[begin LISTED RECORDS]
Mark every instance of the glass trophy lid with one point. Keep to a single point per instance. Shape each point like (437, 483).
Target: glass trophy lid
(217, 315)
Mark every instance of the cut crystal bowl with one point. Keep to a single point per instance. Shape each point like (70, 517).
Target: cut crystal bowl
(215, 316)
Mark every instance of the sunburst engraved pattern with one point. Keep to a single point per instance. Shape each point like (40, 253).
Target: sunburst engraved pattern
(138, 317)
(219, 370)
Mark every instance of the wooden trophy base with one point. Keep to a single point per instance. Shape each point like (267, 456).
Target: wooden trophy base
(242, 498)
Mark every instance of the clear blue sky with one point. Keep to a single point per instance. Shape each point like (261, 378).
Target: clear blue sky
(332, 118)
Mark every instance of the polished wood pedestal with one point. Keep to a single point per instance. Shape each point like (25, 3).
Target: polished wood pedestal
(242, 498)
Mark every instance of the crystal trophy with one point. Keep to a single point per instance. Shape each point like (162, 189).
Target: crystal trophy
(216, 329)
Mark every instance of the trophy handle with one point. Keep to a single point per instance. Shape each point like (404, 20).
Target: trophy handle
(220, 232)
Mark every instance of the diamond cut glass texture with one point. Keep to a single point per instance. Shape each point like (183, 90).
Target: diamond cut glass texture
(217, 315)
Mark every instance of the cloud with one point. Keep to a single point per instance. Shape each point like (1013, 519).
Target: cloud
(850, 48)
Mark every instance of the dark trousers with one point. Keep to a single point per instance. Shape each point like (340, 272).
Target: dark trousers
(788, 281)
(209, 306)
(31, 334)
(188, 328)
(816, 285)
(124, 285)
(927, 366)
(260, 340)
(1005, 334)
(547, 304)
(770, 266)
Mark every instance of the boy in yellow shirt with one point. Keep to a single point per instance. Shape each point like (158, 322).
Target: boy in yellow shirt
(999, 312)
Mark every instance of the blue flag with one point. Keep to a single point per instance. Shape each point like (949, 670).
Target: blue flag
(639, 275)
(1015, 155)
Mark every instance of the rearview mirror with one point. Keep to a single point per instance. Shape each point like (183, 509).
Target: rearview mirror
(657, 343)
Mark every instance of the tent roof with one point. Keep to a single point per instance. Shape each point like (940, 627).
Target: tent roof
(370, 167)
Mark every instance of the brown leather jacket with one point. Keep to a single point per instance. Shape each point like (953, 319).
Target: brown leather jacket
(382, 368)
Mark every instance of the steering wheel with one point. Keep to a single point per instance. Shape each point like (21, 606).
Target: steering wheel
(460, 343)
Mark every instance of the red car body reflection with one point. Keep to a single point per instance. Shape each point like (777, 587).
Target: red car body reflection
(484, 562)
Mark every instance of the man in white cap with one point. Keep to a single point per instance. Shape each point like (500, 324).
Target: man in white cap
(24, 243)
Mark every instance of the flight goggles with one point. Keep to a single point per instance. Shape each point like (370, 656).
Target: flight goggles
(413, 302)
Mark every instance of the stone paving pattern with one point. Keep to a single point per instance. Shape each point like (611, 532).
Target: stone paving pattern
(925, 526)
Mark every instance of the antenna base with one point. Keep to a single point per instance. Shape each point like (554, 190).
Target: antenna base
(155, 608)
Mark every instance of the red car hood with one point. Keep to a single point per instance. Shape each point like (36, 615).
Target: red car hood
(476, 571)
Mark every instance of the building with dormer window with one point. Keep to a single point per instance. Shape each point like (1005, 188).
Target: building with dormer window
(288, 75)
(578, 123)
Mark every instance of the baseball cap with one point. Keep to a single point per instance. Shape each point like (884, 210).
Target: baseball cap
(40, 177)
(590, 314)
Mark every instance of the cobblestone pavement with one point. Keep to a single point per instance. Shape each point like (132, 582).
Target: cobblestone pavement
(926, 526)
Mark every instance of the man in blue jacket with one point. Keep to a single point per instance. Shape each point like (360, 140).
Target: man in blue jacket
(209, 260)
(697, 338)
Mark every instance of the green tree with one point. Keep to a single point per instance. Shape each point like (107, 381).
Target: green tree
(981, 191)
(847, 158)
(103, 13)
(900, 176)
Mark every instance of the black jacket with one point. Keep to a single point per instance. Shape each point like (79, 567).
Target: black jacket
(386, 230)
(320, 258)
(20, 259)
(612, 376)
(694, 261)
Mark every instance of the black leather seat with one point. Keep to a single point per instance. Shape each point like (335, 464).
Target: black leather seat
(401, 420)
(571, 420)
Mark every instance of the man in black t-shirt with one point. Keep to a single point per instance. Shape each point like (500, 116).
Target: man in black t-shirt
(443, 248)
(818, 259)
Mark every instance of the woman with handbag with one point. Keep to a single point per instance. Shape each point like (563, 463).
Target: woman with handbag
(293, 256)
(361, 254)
[end LISTED RECORDS]
WHAT TO PRODUCE >>
Copy out each line above, character for character.

TASK RESULT >>
Mark every instance of the glass trophy lid with one point. Keep to a single point per instance. Shape each point like (437, 483).
Target: glass trophy lid
(217, 315)
Mark every instance of the cut crystal bowl with one point. Keep to a single point per instance. Shape each point like (70, 517).
Target: cut crystal bowl
(215, 316)
Mark every instance of the sunburst engraved pattern with one point. Keep to a single point per instance. Shape each point like (40, 253).
Target: sunburst engraved pattern
(138, 317)
(219, 370)
Mark every instance of the wooden trophy base with one point. Keep to a single point per instance. Shape each point like (267, 456).
Target: wooden trophy base
(242, 498)
Mark every instance of the clear blue sky with one point. Keep to a single point per instance. Shape each point like (261, 378).
Target: clear blue sky
(332, 118)
Mark every instance of the polished wood pedestal with one point. Keep to a single point per instance. Shape each point like (25, 3).
Target: polished wood pedestal
(242, 498)
Mark every instance of the crystal trophy with one point. Keep to a single point per instance. Shape each point like (162, 189).
Target: crystal trophy
(216, 329)
Mark every instance of the trophy handle with one point. Keep to a single point per instance. Shape each point like (404, 20).
Target: trophy handle
(220, 232)
Mark every instance of the diamond cut glass texture with one point. Keep to a single point per instance. Shape each point like (183, 90).
Target: diamond cut glass texture
(217, 315)
Mark every instance of the cloud with one point. Keep to a single point per instance. Shape each point like (1013, 519).
Target: cloud
(850, 48)
Mark every instance of the dark trousers with one point. Keep to a single point per instance. Shape each point like (340, 272).
Target: dark trousers
(788, 281)
(209, 306)
(31, 334)
(188, 328)
(816, 285)
(124, 285)
(927, 366)
(260, 340)
(1005, 334)
(547, 304)
(770, 266)
Mark every instance of the boy in yellow shirt with one point. Keep to a single point per instance. Shape each point like (158, 322).
Target: boy in yellow shirt
(999, 312)
Mark every instance of the blue flag with one point. Keep to a single point per instance. Shape each point like (949, 670).
Target: blue flag
(639, 275)
(1015, 155)
Mark every instance of the rearview mirror with one point. Keep to a single point per instance. Shape each point like (183, 509).
Target: rearview mirror
(657, 343)
Mark every instance of the tent roof with one point. Keep to a single point per instance. Shape each point like (940, 627).
Target: tent roof
(370, 167)
Mark every instance of the brown leather jacket with one point. Keep to a single point per instance. Shape each point like (953, 319).
Target: brown leather jacket
(382, 368)
Mark every instance of the steering wheel with one point. Keep to a single point per instance. Shape each point like (21, 606).
Target: steering wheel
(460, 343)
Mark every instance of the red car body reflection with one point. Keep to a single point per instance. Shape each point like (777, 587).
Target: red car body reflection
(484, 562)
Mark every instance of the man in white cap with one point. Keep to a single point per instance. Shape each point like (500, 324).
Target: man in white cap
(24, 243)
Mark every instance of the flight goggles with one point. Keep to a single point per instance. Shape each point like (370, 656).
Target: flight goggles
(413, 302)
Mark every instance of the stone paving pattern with one point. Keep to a single point per instance. Shape each point like (611, 532).
Target: stone paving pattern
(925, 526)
Mark every instance of the antenna base with one point. Keep to a single point per instance. Shape each point like (554, 190).
Target: antenna base
(155, 608)
Mark every instance of the red car hood with one point. Keep to a single point per instance. Shape each point like (36, 615).
Target: red car hood
(476, 571)
Mark every instance of the building with dormer window with one point. Keep to a single point per instance. Shape each point like (1005, 188).
Target: building with dormer window
(288, 75)
(578, 123)
Mark every instance of the baseball cap with one point. Keep to a single point per instance. Shape each point like (884, 210).
Target: baseball cap
(40, 177)
(590, 314)
Mark every instance of the cobblestone pavement with one point. Keep to a single point per instance. Shape each point like (132, 582).
Target: cobblestone pavement
(926, 526)
Mark every instance of the man in blue jacket with one point. Keep to a single point per instance. Shape each point like (360, 140).
Target: man in blue jacket
(209, 260)
(697, 338)
Mark every instance of the green tree with one point. Keep to a single point per instance. Shape each point like (107, 381).
Target: green tree
(981, 191)
(847, 158)
(103, 13)
(900, 176)
Mark every instance of the black jacket with one point. Keep to a single point per instance. Shape each point like (79, 567).
Target: black jacket
(386, 230)
(320, 258)
(20, 259)
(612, 376)
(694, 261)
Mark every instance of the black leather seat with one point. Keep to a single point per instance. Shape each point like (335, 464).
Target: black leather seat
(401, 420)
(571, 420)
Mark every instance of the man in black t-shirt with one point. Keep to a single point per instance. Shape each point like (500, 116).
Target: man in black t-shirt
(443, 248)
(818, 259)
Mark every instance of the woman with handbag with one point. Keep to a single point per instance. Shape each point like (563, 463).
Target: woman with handbag
(293, 256)
(361, 254)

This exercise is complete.